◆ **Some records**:
* * *

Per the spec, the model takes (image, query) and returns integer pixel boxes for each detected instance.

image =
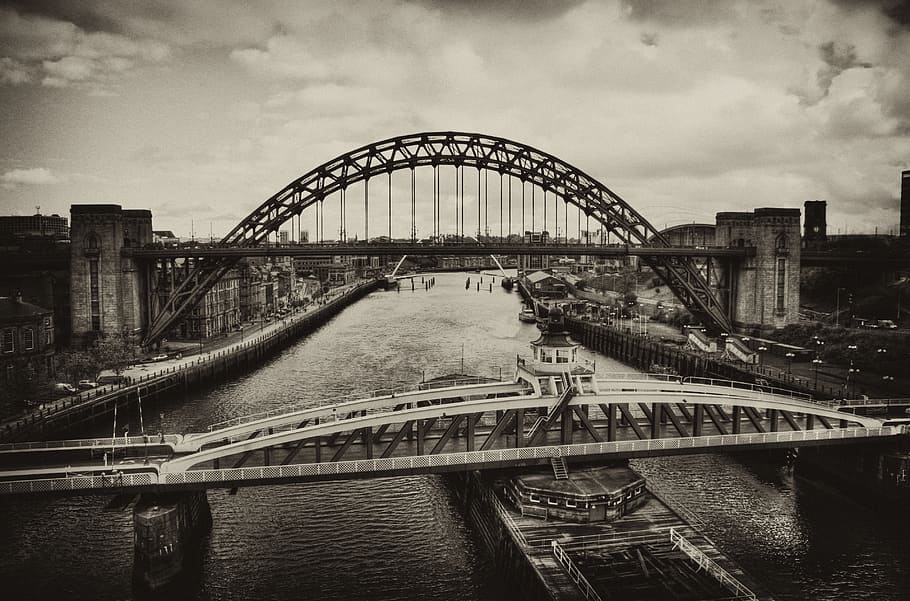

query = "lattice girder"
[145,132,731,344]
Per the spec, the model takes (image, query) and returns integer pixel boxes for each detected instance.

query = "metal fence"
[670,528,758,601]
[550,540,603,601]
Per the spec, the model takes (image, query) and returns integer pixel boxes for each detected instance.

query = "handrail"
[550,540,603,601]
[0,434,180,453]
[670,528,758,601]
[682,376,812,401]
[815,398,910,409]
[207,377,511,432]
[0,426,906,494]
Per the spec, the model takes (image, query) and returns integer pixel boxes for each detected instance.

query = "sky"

* * *

◆ **Directive**:
Rescale all of the lines above by rewriting them in full with the same wording, multiplying every bounding box coordinate by 0.85 and rounding it to a whole number, with halves rounded up. Leave the pictures out of your answer.

◆ **Output**:
Per the spec, the model takes (image, query) and returns integer pixel boxes for each detected instance.

image =

query = "lattice girder"
[123,112,621,292]
Per the spec, the model takes (image, query) and returns integer pixel boxes for each detected instance.

query = "metal fence"
[570,449,644,511]
[468,459,513,511]
Per the spec, the model takes (image, query) and returns integer pixel boxes for each detected instance.

query = "handrail"
[468,459,513,511]
[0,369,153,385]
[570,449,644,511]
[580,320,690,341]
[693,338,774,348]
[176,320,434,367]
[0,362,770,420]
Per the spec, the model takes (image, query) and returns integer pixel boxes for each detected instance.

query = "sky"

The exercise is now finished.